- [Directives]:
a) Which brands of strings does the violin strings forum thread name? List every one.
b) Can you carry the violin strings forum thread on from its last post?

==== Selected text ====

Oct 6, 2023 - 5:52:37 AM
Players Union Member

boxbow

USA

2782 posts since 2/3/2011

Yes.

Oct 6, 2023 - 8:13:26 AM
like this

Quincy

Belgium

849 posts since 1/16/2021

I must say I am surprised, these less than 10 euro strings sound very appealing. They are better than the Chromcors I once bought .

Oct 6, 2023 - 8:41:59 AM

Quincy

Belgium

849 posts since 1/16/2021

quote:
Originally posted by The Violin Beautiful


There really isn’t much mystery to string selection. You get what you pay for, and a good set will make the biggest difference you can discern after a good setup.


I do not know if I feel the same, I really like my new cheap set, they match my violin better than the helicores. I think I'll order some more of these. They sound great ! And they are very playable.

Oct 6, 2023 - 8:56:54 AM
likes this

DougD

USA

11787 posts since 12/2/2007
Online Now

Anja, Rotosound is a "real" company, best known for their bass guitar strings. I think they also make a monel wound violin string, just a little more expensive. I may have to try these next time I need strings, if I can find them.

Oct 6, 2023 - 9:04:12 AM

Quincy

Belgium

849 posts since 1/16/2021

I ordered them from a web market place where I pay a small fee each year and then my shipping costs are paid for everything I buy through that website. They are certainly worth trying!

Oct 6, 2023 - 10:55:28 AM

1398 posts since 3/1/2020
Online Now

quote:
Originally posted by Quincy
quote:
Originally posted by The Violin Beautiful


There really isn’t much mystery to string selection. You get what you pay for, and a good set will make the biggest difference you can discern after a good setup.


I do not know if I feel the same, I really like my new cheap set, they match my violin better than the helicores. I think I'll order some more of these. They sound great ! And they are very playable.


Helicores are cheap strings as well. 

Oct 6, 2023 - 11:30:27 AM
likes this

Quincy

Belgium

849 posts since 1/16/2021

quote:
Originally posted by The Violin Beautiful
quote:
Originally posted by Quincy
quote:
Originally posted by The Violin Beautiful


There really isn’t much mystery to string selection. You get what you pay for, and a good set will make the biggest difference you can discern after a good setup.


I do not know if I feel the same, I really like my new cheap set, they match my violin better than the helicores. I think I'll order some more of these. They sound great ! And they are very playable.


Helicores are cheap strings as well. 


Yes  but 9.95 euro versus 43 euro!

Oct 6, 2023 - 11:31:42 AM

Quincy

Belgium

849 posts since 1/16/2021

youtu.be/pqqFXYDVkZk?si=is9BMveC65Go8n26 : I really like the sound it is very stable.

Oct 6, 2023 - 12:42:49 PM

2434 posts since 12/11/2008

quote:
Originally posted by Brian Wood
quote:
Originally posted by Lonesome Fiddler

...Finding that perfect spot to place the bridge and properly stand it up isn't quite as straightforward as the experts happily proclaim, either.
...


While I do adjust a sound post location I don't think I've ever deviated from setting the bridge exactly between the nicks on the F-holes. I wouldn't think you'd need to deviate from that very often, presumably because the instrument was built with that in mind primarily involving string-length and after-length. However I can be persuaded otherwise. Rich might have something to say about this.

==== Records ====

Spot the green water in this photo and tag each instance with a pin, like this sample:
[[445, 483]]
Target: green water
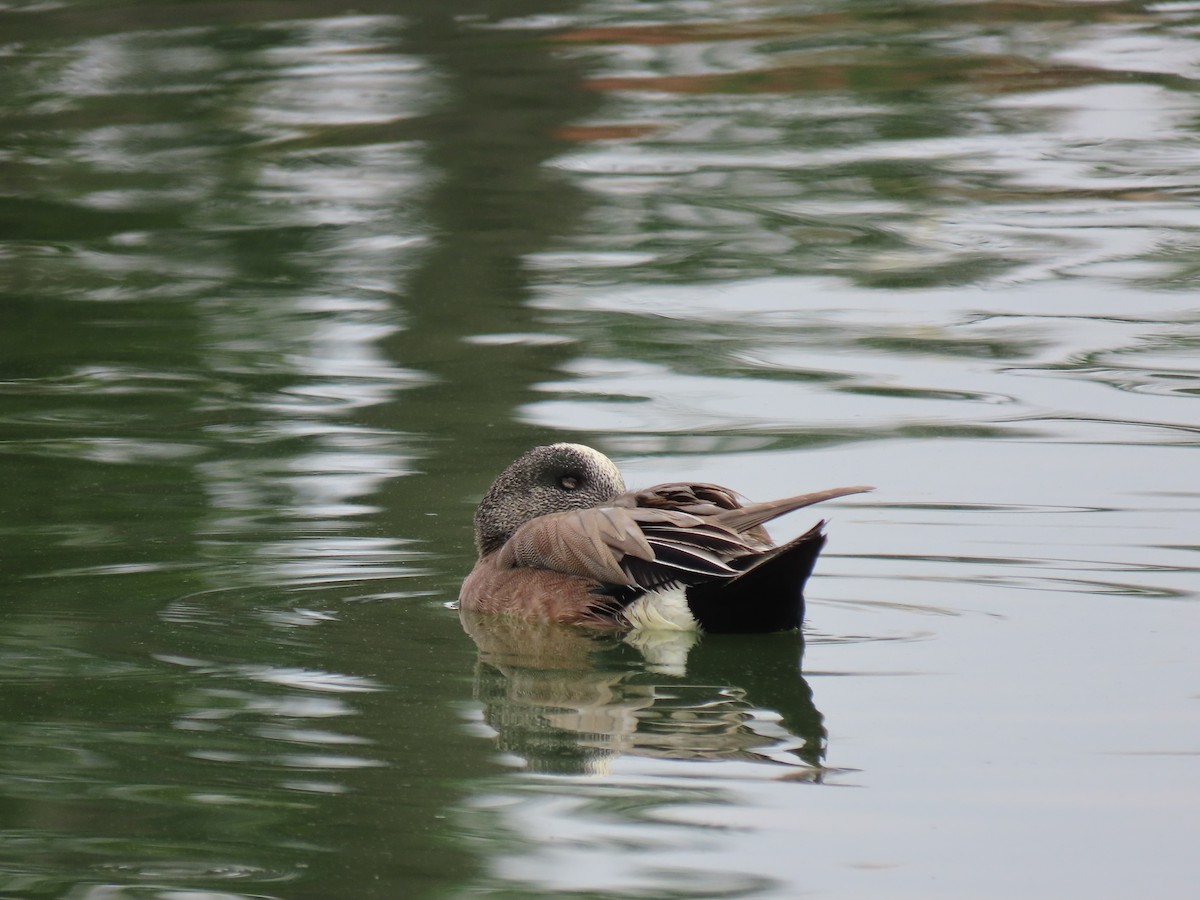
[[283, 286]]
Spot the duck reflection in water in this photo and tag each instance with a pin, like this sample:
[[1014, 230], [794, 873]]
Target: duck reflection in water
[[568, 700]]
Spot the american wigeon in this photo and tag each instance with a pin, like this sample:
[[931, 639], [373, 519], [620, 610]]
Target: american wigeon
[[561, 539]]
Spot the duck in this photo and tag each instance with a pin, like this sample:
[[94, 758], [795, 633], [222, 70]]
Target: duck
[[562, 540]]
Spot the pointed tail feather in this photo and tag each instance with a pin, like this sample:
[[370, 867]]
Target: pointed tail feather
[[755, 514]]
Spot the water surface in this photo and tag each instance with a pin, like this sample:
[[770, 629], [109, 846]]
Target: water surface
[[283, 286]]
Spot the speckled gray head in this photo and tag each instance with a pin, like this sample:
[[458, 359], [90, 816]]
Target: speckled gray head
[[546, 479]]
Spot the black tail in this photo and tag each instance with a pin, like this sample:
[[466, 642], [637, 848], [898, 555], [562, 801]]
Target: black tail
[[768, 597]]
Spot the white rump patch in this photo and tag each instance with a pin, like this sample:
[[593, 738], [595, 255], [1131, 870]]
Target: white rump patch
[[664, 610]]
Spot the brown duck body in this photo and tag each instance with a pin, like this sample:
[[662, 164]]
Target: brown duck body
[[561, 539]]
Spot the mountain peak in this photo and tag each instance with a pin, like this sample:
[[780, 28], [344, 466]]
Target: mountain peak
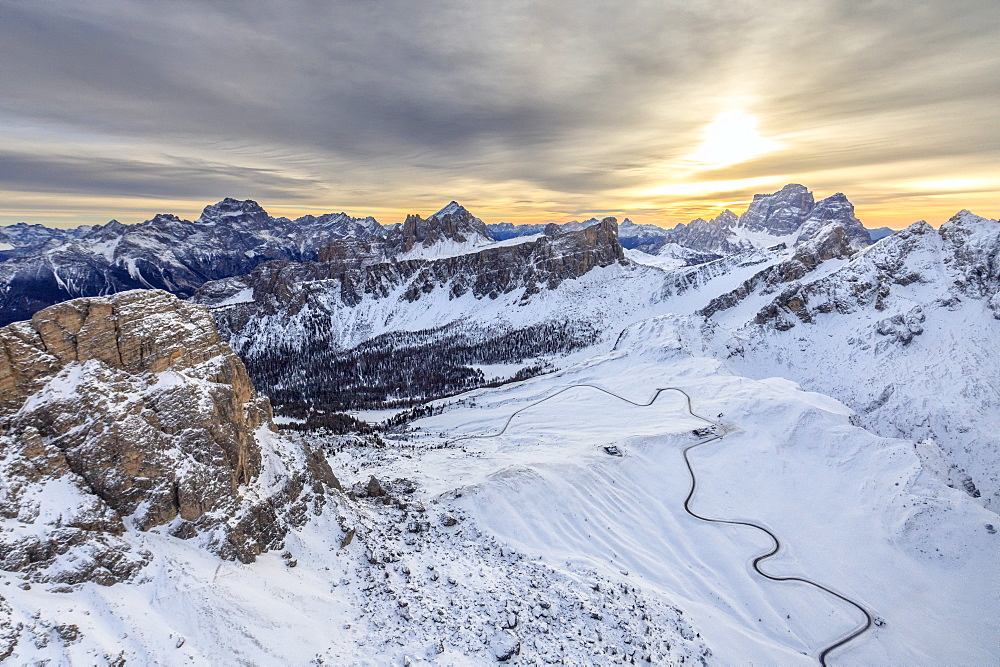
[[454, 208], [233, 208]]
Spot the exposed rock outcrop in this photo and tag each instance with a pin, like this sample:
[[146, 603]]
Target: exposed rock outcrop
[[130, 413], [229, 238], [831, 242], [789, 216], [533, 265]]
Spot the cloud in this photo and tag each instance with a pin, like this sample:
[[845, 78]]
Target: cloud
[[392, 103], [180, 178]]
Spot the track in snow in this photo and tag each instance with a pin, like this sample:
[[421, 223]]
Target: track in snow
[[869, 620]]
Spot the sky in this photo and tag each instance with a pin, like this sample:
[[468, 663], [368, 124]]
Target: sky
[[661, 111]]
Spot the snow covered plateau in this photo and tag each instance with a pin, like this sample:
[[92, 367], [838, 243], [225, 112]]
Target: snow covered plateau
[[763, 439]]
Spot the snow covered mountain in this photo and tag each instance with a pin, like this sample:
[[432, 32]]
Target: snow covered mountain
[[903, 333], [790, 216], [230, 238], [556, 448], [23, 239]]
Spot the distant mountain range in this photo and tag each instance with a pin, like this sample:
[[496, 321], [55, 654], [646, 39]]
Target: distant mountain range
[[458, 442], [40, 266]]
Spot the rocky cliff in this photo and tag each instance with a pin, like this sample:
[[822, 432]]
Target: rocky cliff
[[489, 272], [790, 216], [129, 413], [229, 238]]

====

- [Outputs for the tasks]:
a) Chromcors, Helicores, Rotosound

b)
To be sure, that's exactly where I set the bridges on all my fiddles. I've also had my current fiddles long enough to forget exactly why, once upon a time, I had one fiddle bridge set slightly a different way. Was it a poorly made bridge? Who knows?

Oct 6, 2023 - 2:00:41 PM

DougD

USA

11787 posts since 12/2/2007
Online Now

I have one fiddle that's slightly oversized - sometimes I've wondered if it might be a small student sized viola, and my luthier suggested I might try viola strings on it, but I never did. Anyway, the slightly longer scale length made it hard to switch between fiddles. My luthier suggested I just move the bridge forward a bit, and that solved the problem. We may have adjusted the soundpost too, but I don't remember - it was a very small change.

Oct 7, 2023 - 5:28:30 AM

1398 posts since 3/1/2020
Online Now

quote:
Originally posted by Brian Wood
quote:
Originally posted by Lonesome Fiddler

...Finding that perfect spot to place the bridge and properly stand it up isn't quite as straightforward as the experts happily proclaim, either.
...


While I do adjust a sound post location I don't think I've ever deviated from setting the bridge exactly between the nicks on the F-holes. I wouldn't think you'd need to deviate from that very often, presumably because the instrument was built with that in mind primarily involving string-length and after-length. However I can be persuaded otherwise. Rich might have something to say about this.


The notches indicate the position where the maker intended for the bridge to be positioned. If your bridge has fallen over and you're not sure where to put it, this is a decent place to start, unless there are clear marks in the varnish from the previous position, which may or may not be better.

Here's the issue, though: violin strings are engineered for a specific vibrating string length, and getting this right makes a big difference in the quality of sound. The vibrating string length on a violin is dependent on stop length and neck length, so an aberration in one has to be balanced out in order to get the best outcome. This can mean that the best result is achieved by changing the bridge position somewhat. 
 

Another issue is that makers don't all necessarily understand how to place ffs, so they may end up putting the notches in a place that doesn't work because the holes themselves are out of position. 
 

This is just one of the dilemmas of setup; there are good setup principles to follow, but it often takes some ingenuity to get a particular instrument to be in line with those rules. 

Oct 9, 2023 - 8:55:45 PM

14 posts since 9/28/2023

quote:
Originally posted by Lonesome Fiddler
quote:
Originally posted by Brian Wood
quote:
Originally posted by Lonesome Fiddler

...Finding that perfect spot to place the bridge and properly stand it up isn't quite as straightforward as the experts happily proclaim, either.
...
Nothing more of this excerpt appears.